Whether or not Jared Loughner is mentally ill, it's clear that his shooting rampage last weekend, which took six lives and critically injured Rep. Gabrielle Giffords, was motivated, at least in part, by his conspiratorial views of the U.S. government. According to his friends, he believed that Washington faked the moon landing and orchestrated the 9/11 attacks; that the Federal Reserve was a Jewish plot; and that the government was trying to control his brain through grammar.
Wacky as they may seem, the anti-government conspiracy theories that appear to have partially inspired Loughner have a long tradition in the United States. Conspiracy theories may be a globalized phenomenon, but Loughner's particular brand of government paranoia is purely all-American.
In the 18th and 19th centuries, Americans primarily worried that their republic was vulnerable to foreign conspirators. They particularly feared Masons, Catholics, Mormons, and Jews, viewing them as seditious groups that followed the instructions of an alien power.
These conspiracy theories produced some powerful political movements in the United States: The Anti-Masons dominated New England politics in the 1830s, and the anti-Catholic American Protective Association boasted hundreds of thousands of members in the 1890s. Sometimes, conspiracy theories had lethal consequences: Some paranoiacs lynched alleged plotters and burned their churches.
Suspicion of other races, religions, or ethnicities is still the common currency of conspiracy theories elsewhere in the world -- the anti-Semitic conspiracy theories that thrive in Arab countries are a case in point. In the 20th century, however, American conspiracy theories underwent a fundamental transformation. No longer were conspiracy theorists chiefly concerned that alien forces were plotting to capture the federal government; instead, they began to argue that the federal government itself was the alien force.
Some Americans had very legitimate reason to believe that the government was conspiring against them. Beginning in World War I, the U.S. government began to create and expand the agencies it needed to carry out secret operations. The modern surveillance state was born during World War I, as the government criminalized dissent with the Espionage Act and Sedition Act and empowered Bureau of Investigation agents to spy on potential dissidents. As the government grew, it gained the power to conspire against its citizens, and it soon began exercising that power.
After the end of World War II, new, more powerful secret agencies -- including the CIA -- sprang up to wage the trench battles of the Cold War. Locked in an existential struggle with the Soviet Union, the country's secret warriors believed in using any means necessary to fight the forces of godless communism. But because the government plotters were not accountable to anyone except their fellow agents, their plans sometimes distorted into bizarre form.
By the height of the Cold War, government agents were plotting with the mafia to kill Fidel Castro, dropping hallucinogenic drugs into the drinks of unsuspecting Americans at random bars, and debating the possibility of launching fake terrorist attacks on Americans in the United States. Public officials denied potentially lifesaving treatment to African-American men in medical experiments, sold arms to terrorists in return for American hostages, and faked documents to frame past presidents for crimes they had not committed.

** DATA EXCERPTS **
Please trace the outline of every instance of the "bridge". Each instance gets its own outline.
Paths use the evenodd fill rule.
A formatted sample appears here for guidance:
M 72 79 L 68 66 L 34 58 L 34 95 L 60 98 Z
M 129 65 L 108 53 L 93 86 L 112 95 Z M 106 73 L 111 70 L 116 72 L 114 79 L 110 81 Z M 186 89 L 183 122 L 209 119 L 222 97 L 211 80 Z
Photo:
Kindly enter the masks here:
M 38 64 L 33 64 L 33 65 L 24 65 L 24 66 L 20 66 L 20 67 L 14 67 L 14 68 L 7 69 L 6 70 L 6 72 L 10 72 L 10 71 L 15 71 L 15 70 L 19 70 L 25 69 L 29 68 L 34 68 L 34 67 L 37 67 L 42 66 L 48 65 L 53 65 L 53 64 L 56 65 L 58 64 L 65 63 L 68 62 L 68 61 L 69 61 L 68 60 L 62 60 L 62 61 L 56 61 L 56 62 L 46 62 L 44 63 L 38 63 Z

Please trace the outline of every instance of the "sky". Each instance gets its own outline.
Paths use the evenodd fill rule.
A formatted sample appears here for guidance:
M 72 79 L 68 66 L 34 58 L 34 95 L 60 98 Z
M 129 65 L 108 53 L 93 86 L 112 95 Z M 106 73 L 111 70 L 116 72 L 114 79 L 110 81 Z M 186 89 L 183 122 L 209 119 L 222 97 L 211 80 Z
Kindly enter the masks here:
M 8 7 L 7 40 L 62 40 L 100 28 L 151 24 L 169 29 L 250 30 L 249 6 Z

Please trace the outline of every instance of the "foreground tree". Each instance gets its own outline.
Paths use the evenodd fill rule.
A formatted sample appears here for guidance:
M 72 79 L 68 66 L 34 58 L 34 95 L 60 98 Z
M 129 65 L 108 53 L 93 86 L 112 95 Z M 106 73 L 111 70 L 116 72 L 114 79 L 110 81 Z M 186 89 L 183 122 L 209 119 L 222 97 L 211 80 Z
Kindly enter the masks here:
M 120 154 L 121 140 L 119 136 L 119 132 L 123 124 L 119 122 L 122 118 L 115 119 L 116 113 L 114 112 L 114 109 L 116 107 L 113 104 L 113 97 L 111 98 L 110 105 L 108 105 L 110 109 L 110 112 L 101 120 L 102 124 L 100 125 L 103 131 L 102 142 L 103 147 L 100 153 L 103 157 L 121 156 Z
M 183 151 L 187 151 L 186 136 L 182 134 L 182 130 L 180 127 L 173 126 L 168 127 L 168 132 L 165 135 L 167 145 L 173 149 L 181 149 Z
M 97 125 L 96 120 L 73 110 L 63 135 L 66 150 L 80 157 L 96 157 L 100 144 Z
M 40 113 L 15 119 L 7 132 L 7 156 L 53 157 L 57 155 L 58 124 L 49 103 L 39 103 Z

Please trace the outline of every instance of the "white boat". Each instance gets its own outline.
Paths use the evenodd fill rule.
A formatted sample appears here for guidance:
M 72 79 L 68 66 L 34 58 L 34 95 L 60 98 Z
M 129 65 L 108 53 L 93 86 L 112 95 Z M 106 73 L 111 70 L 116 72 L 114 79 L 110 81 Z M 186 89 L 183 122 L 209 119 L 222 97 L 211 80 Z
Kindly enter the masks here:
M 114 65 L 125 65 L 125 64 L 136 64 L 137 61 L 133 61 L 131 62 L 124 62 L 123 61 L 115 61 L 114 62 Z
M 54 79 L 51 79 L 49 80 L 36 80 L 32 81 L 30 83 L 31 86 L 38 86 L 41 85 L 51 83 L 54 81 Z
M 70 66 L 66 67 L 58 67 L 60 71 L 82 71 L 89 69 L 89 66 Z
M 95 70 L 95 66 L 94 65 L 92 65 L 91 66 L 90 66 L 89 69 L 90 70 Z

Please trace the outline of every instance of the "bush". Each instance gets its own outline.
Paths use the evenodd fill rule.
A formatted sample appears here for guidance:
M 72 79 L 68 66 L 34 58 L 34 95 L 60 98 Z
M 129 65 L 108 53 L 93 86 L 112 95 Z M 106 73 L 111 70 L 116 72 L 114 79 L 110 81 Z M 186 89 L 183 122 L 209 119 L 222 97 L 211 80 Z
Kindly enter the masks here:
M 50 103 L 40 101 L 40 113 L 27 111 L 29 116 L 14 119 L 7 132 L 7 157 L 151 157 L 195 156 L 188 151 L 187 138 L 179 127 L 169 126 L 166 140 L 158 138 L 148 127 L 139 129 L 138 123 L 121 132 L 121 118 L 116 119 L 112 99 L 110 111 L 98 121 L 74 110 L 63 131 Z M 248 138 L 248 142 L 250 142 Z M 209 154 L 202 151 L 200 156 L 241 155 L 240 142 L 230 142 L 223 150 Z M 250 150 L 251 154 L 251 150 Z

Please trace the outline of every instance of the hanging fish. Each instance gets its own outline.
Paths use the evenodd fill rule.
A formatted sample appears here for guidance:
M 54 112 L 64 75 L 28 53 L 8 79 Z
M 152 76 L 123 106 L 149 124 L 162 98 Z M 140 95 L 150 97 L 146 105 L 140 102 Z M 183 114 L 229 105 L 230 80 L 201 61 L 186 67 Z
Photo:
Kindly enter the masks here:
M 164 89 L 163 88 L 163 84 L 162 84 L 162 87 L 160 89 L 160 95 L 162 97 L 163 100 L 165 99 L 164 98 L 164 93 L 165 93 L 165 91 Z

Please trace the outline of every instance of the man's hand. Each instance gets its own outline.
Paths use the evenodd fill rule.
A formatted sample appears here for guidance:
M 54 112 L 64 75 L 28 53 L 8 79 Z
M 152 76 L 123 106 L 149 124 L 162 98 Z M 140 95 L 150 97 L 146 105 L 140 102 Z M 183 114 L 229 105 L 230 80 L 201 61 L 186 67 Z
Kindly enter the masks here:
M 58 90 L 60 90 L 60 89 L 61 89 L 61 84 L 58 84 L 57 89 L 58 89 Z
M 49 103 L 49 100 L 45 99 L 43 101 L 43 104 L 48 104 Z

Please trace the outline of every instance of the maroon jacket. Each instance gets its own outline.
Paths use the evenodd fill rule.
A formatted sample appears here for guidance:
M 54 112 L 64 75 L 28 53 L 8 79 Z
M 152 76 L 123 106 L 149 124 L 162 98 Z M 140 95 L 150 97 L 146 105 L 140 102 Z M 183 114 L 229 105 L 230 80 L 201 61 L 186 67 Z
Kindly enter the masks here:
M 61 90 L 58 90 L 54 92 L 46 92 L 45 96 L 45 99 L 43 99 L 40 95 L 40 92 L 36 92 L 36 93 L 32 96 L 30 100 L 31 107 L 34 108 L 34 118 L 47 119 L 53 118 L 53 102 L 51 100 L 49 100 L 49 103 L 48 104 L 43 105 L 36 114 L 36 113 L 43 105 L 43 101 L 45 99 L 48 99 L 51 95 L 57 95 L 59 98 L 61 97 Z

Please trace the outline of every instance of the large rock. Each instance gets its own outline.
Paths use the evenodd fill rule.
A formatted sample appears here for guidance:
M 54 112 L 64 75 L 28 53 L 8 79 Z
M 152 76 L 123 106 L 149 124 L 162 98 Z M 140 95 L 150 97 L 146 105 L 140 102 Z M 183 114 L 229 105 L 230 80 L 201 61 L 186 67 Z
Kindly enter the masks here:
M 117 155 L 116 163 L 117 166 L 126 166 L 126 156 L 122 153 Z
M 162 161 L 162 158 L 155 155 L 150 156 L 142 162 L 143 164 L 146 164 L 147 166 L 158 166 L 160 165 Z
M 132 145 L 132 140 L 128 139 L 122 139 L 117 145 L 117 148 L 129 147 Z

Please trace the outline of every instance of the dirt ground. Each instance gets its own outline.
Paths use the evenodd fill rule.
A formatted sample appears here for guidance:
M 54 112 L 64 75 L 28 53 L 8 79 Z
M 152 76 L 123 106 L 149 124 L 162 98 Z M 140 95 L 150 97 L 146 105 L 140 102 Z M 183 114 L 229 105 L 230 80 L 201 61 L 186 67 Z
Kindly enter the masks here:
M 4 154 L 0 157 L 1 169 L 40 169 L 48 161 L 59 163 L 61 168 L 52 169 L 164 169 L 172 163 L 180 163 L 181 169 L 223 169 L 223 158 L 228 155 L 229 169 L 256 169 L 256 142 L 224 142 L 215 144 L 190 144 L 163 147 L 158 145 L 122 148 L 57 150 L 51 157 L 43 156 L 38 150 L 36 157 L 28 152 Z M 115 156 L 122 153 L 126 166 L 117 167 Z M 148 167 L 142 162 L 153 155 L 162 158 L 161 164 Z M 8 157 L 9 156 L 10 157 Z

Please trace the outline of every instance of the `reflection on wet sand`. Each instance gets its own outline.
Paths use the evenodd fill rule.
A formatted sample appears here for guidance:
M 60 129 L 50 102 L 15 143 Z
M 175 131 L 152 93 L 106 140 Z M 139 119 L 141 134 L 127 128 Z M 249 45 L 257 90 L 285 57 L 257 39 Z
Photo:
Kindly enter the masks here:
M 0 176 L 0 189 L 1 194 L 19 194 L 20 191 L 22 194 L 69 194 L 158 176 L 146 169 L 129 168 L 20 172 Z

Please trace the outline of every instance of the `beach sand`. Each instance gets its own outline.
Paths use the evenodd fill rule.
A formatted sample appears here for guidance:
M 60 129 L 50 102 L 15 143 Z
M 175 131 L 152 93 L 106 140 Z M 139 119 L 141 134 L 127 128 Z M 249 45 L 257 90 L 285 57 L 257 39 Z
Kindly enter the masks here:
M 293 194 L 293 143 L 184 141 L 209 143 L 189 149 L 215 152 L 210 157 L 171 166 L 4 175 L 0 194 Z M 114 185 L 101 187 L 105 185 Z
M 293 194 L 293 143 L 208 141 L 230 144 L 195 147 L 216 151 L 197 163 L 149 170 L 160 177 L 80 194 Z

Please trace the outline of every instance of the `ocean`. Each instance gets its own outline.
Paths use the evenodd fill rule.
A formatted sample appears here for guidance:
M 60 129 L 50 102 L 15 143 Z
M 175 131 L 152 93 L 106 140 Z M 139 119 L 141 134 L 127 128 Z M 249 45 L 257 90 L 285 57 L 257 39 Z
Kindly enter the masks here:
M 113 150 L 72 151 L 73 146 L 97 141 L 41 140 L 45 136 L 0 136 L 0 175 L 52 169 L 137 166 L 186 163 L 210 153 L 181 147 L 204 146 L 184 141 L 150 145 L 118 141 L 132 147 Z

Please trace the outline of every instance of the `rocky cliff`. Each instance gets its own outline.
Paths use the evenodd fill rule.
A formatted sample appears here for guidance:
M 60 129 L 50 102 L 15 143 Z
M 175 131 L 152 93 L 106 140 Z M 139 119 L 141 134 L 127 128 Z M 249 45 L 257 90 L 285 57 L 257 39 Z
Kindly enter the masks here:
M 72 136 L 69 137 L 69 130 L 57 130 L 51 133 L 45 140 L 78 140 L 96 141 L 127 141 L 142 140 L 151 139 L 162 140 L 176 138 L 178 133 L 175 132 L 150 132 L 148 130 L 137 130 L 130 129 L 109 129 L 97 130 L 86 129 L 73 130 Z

** DIRECTIONS **
Quote the article on American conspiracy theories verbatim, everything from "Whether or not" down to "is purely all-American.".

** ANSWER BOX **
Whether or not Jared Loughner is mentally ill, it's clear that his shooting rampage last weekend, which took six lives and critically injured Rep. Gabrielle Giffords, was motivated, at least in part, by his conspiratorial views of the U.S. government. According to his friends, he believed that Washington faked the moon landing and orchestrated the 9/11 attacks; that the Federal Reserve was a Jewish plot; and that the government was trying to control his brain through grammar.
Wacky as they may seem, the anti-government conspiracy theories that appear to have partially inspired Loughner have a long tradition in the United States. Conspiracy theories may be a globalized phenomenon, but Loughner's particular brand of government paranoia is purely all-American.